Gartner: Three Ways
To Prepare for Emerging Threat Landscape
June 8, 2022
As
cybersecurity strategy, leadership and technologies
continue to evolve Gartner highlighted three steps
security leaders can take now to prepare for the
emerging threat landscape over the next 10 years.
“The rise of artificial intelligence (AI) is a
double-edged sword for CISOs,” said
Katell Thielemann, VP analyst at
Gartner. “Enterprises are facing a deluge of
automated cyberattacks, which are exponentially rising
in velocity, variety and complexity. However, AI is
simultaneously supporting security teams in detecting
and responding to threats, fundamentally changing
organizations’ defense paradigms.”
Gartner analysts identified three ways that security
leaders can prepare for the evolution of cybersecurity
during the Opening Keynote of the Gartner Security &
Risk Management Summit, taking place in National Harbor
through Friday.
“If the 2020s were the decade of ‘hybrid everything,’
the 2030s will be the decade of ‘augmented everything,’”
added Andrew Walls, distinguished VP analyst at Gartner.
“Attackers are weaponizing AI just as fast as
organizations augment their defenses with it, meaning
that it’s not enough for cybersecurity technologies to
evolve – strategy and leadership approaches must change,
too.”
“A business’s cyber
risk is changing constantly, at an increasing pace”,
says
Rajeev Gupta, CPO at Cowbell Cyber.
“It’s crucial that your cyber insurance policy can
reflect those changes. Yearly risk assessments are
insufficient. With Cowbell’s cyber insurance policies,
the business’s cyber risk posture gets assessed
continuously, and we work with cybersecurity partners to
manage and hopefully reduce cyber risk for
policyholders.”

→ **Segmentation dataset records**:
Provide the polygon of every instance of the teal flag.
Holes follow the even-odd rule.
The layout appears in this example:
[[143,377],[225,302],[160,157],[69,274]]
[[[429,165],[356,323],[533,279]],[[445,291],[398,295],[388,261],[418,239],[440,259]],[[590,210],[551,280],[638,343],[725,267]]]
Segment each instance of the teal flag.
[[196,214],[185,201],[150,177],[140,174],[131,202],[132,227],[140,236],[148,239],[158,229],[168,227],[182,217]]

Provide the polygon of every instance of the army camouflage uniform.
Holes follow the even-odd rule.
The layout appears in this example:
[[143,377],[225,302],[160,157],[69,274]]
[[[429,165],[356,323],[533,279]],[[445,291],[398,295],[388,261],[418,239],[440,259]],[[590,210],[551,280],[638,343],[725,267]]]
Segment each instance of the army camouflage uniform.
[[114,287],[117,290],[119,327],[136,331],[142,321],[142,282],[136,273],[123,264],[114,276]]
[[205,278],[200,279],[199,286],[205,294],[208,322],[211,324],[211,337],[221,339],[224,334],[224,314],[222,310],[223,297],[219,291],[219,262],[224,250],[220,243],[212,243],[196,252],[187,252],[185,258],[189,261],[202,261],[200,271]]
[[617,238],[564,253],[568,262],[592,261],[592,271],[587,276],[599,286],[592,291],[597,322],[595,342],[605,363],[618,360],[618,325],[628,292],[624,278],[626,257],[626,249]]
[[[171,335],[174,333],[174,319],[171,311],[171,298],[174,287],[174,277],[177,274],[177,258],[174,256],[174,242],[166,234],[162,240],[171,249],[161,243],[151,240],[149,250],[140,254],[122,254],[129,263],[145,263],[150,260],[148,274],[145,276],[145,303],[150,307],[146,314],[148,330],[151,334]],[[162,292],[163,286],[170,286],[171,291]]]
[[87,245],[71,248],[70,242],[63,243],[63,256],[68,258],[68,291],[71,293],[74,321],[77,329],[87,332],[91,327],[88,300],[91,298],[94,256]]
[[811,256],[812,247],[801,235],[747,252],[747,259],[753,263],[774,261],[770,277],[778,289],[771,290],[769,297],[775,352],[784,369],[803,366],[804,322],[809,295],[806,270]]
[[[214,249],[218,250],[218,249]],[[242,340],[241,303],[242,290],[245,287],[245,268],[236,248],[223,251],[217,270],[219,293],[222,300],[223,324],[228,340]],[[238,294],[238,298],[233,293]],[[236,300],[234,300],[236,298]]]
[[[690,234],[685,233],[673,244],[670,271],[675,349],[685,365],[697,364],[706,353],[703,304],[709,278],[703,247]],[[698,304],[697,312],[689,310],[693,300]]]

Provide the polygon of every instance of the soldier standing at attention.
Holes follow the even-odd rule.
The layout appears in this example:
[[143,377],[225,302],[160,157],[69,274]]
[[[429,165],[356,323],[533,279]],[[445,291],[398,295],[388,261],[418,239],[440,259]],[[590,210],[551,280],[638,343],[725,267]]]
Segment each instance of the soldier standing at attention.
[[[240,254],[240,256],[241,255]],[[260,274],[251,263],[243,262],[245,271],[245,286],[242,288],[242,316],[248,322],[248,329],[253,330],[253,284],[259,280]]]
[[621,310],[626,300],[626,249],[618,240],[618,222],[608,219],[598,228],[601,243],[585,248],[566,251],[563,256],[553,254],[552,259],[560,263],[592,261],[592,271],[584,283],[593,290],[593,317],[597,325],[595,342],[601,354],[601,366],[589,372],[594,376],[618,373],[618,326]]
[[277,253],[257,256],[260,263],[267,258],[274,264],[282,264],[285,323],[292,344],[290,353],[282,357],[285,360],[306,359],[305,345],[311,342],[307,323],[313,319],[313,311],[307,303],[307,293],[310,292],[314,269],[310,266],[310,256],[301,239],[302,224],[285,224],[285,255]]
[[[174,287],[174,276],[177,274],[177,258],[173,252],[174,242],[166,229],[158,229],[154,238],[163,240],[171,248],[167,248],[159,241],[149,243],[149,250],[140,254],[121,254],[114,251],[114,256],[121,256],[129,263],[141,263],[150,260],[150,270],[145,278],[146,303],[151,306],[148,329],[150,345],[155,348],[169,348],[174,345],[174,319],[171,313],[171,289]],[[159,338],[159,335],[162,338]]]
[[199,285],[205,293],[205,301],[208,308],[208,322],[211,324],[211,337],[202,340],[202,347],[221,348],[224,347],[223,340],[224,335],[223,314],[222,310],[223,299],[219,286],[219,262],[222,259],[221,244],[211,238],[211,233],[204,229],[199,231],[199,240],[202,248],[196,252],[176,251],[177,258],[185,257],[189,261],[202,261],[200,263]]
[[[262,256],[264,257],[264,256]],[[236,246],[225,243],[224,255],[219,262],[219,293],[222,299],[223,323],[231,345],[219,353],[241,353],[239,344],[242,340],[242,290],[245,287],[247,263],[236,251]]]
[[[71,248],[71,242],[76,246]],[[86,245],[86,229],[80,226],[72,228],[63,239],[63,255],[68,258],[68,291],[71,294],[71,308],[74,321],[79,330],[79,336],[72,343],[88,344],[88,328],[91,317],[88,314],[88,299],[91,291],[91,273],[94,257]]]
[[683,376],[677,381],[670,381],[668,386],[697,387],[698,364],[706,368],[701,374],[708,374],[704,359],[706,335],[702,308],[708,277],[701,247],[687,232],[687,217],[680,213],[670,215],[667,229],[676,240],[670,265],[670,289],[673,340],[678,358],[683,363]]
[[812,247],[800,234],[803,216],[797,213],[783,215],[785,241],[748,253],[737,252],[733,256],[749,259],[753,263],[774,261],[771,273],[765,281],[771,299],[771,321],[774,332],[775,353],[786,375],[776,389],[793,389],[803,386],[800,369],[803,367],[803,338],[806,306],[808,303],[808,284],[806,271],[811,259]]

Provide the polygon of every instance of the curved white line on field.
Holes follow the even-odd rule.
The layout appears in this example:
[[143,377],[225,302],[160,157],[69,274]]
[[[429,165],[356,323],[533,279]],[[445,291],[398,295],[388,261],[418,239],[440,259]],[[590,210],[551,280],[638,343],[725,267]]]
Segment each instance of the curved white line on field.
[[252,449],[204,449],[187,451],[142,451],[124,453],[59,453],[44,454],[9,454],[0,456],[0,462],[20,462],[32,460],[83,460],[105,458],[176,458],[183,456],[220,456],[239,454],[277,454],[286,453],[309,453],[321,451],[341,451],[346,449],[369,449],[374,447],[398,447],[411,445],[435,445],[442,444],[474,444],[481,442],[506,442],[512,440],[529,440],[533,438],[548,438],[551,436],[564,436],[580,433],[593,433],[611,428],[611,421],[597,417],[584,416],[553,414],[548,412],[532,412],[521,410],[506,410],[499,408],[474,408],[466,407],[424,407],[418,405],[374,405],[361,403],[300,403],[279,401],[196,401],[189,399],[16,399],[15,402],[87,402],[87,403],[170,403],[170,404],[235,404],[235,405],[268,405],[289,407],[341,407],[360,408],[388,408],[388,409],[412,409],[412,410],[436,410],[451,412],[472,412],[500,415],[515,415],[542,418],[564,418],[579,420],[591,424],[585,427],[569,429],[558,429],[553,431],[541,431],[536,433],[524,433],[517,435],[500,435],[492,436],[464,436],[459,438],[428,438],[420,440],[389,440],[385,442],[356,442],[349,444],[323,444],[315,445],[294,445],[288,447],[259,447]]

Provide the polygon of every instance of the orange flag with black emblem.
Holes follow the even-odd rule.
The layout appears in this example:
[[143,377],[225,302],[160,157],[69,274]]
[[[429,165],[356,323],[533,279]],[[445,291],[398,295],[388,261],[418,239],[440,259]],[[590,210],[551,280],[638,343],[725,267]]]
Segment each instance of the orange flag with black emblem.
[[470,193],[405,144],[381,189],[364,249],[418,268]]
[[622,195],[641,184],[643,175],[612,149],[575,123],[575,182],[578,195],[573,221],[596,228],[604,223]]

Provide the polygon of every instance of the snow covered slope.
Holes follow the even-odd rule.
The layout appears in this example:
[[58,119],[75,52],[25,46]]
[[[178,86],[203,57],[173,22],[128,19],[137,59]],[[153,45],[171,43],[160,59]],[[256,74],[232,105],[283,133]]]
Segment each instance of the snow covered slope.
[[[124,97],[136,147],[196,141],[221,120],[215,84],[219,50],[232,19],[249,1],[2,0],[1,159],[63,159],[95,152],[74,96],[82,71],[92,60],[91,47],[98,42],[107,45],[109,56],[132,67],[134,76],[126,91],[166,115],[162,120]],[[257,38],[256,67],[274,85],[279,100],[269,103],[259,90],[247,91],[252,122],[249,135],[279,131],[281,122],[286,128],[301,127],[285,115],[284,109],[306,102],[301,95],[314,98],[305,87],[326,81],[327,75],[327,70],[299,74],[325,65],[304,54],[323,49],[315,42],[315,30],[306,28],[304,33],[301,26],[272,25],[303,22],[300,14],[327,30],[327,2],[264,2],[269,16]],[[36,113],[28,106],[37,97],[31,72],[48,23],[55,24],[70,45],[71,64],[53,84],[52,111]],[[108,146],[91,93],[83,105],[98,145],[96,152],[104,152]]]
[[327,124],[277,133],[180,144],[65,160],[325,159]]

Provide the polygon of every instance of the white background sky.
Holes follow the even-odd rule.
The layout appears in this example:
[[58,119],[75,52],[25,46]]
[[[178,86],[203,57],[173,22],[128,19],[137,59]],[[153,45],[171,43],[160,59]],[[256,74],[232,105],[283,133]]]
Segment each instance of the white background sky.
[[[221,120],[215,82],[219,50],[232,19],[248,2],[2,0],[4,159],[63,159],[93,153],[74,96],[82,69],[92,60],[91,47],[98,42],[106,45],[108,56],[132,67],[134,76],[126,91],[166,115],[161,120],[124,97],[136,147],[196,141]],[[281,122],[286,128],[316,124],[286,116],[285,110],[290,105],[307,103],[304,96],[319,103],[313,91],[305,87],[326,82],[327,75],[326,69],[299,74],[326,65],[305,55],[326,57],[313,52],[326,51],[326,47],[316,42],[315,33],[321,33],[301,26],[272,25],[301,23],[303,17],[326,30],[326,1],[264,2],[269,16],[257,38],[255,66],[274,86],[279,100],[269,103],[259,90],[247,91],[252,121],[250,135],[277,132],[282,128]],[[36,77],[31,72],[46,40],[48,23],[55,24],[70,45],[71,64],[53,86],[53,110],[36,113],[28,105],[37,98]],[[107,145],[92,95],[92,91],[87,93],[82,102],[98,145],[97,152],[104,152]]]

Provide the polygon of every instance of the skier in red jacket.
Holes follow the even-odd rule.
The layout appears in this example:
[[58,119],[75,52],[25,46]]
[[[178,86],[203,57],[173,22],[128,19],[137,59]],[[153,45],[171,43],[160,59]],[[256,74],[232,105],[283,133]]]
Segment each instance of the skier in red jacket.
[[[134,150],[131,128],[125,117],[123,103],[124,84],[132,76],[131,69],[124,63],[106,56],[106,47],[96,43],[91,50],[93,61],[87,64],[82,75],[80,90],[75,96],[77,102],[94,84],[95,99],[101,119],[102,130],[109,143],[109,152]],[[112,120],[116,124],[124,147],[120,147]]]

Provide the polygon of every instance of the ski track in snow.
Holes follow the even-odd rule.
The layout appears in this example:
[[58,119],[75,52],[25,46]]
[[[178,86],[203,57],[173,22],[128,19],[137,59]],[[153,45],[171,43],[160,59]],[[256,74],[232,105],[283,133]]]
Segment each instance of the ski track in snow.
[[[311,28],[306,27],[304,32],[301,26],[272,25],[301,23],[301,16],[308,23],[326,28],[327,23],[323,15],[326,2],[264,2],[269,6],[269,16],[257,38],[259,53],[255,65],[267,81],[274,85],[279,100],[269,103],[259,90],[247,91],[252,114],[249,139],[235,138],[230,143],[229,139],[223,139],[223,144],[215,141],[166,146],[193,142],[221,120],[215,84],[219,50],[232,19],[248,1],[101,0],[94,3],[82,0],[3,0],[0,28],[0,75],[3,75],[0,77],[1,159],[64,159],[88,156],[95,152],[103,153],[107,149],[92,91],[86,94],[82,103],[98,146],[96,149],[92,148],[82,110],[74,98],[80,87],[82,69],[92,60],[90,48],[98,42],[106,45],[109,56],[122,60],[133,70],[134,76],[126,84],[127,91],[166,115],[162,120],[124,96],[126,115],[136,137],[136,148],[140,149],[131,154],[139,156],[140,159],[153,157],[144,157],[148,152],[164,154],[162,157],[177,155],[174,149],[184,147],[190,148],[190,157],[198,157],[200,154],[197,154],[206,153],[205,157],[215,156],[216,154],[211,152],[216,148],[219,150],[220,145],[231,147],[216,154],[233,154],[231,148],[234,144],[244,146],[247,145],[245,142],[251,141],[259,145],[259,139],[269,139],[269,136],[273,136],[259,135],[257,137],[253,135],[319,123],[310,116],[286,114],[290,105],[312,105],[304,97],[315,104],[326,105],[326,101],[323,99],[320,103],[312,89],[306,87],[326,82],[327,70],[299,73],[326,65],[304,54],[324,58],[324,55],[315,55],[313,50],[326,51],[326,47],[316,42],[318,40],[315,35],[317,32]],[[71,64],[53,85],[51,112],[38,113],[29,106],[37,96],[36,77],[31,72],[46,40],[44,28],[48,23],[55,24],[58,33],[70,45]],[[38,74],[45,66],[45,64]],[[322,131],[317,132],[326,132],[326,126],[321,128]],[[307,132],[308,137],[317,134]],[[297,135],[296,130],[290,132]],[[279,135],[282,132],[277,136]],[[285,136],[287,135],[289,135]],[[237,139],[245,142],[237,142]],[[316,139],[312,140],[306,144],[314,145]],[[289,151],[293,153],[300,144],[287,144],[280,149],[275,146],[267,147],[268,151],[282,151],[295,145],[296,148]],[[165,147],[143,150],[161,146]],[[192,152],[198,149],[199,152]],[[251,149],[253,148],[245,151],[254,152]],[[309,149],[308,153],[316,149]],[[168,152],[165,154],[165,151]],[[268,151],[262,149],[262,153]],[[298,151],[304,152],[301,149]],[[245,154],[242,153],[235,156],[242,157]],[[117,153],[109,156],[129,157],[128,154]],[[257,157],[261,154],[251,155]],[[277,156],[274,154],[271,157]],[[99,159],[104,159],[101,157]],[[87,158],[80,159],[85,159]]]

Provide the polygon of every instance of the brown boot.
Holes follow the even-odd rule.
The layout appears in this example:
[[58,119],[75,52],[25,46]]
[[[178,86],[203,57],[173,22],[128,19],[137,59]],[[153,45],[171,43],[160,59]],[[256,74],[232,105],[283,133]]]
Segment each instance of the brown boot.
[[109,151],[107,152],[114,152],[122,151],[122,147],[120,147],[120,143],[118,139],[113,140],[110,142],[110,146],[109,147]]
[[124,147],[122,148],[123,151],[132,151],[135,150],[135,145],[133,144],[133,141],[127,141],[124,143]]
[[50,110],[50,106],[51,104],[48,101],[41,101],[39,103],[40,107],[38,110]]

→ **Objective A**: Format the rows as a numbered list, starting at the line containing "Provide the polygon of every instance of the ski track" and ending at the line containing "Segment each instance of the ski track", and leave out any blank lines.
→ **Objective B**: Continue the article on preparing for the emerging cybersecurity threat landscape from where it stops.

→ **Written answer A**:
1. Provide the polygon of every instance of the ski track in snow.
2. Holes follow the even-odd rule.
3. The layout appears in this example:
4. [[58,119],[75,52],[25,46]]
5. [[[178,86],[203,57],[173,22],[128,19],[137,59]],[[153,45],[171,43],[160,59]],[[256,74],[232,105],[283,133]]]
6. Segment each instance of the ski track in snow.

→ **Written answer B**:
Invoke Continuous Foresight
Security leaders must look beyond immediate threats and
embrace continuous foresight, a strategy that integrates
research insights into internal capabilities and
third-party tools to maintain a proactive security
approach.
Gartner forecasts that information security spending
will reach $187 billion in 2023, an increase of 11.1%
from 2022. As security budgets continue to rise, CEOs
and Boards of Directors will expect a highly strategic
approach to security investment that results in
demonstrable returns typified by fewer breaches and
greater enterprise resilience. Pursuing multiple models
of the future will enable security leaders to build an
investment strategy that is flexible enough to respond
to new threats with agility.
Play
to Your Strengths as a Leader, But Know Your Weaknesses
Effective enterprise cybersecurity requires deep
technical, business and strategy expertise, yet it is
unlikely that one security leader excels in all three
areas. In fact, Gartner predicts that by 2025, a single,
centralized cybersecurity function will not be agile
enough to meet the needs of a digital organization.
“The most effective CISOs don’t try to do it all,” said
Thielemann. “Play to your strengths as a leader, and
then augment your teams with those who complement your
weaknesses.”
Remember the Attack is Never Over
The nature of technology is one of perpetual change,
meaning that new attack techniques and threat vectors
will continue to emerge as new technologies do. Security
leaders must remain on the cutting edge of technology
innovation by investigating solutions including
cybersecurity mesh architecture, AI-augmented security
tools, homomorphic confidential computing and other
emerging security technologies.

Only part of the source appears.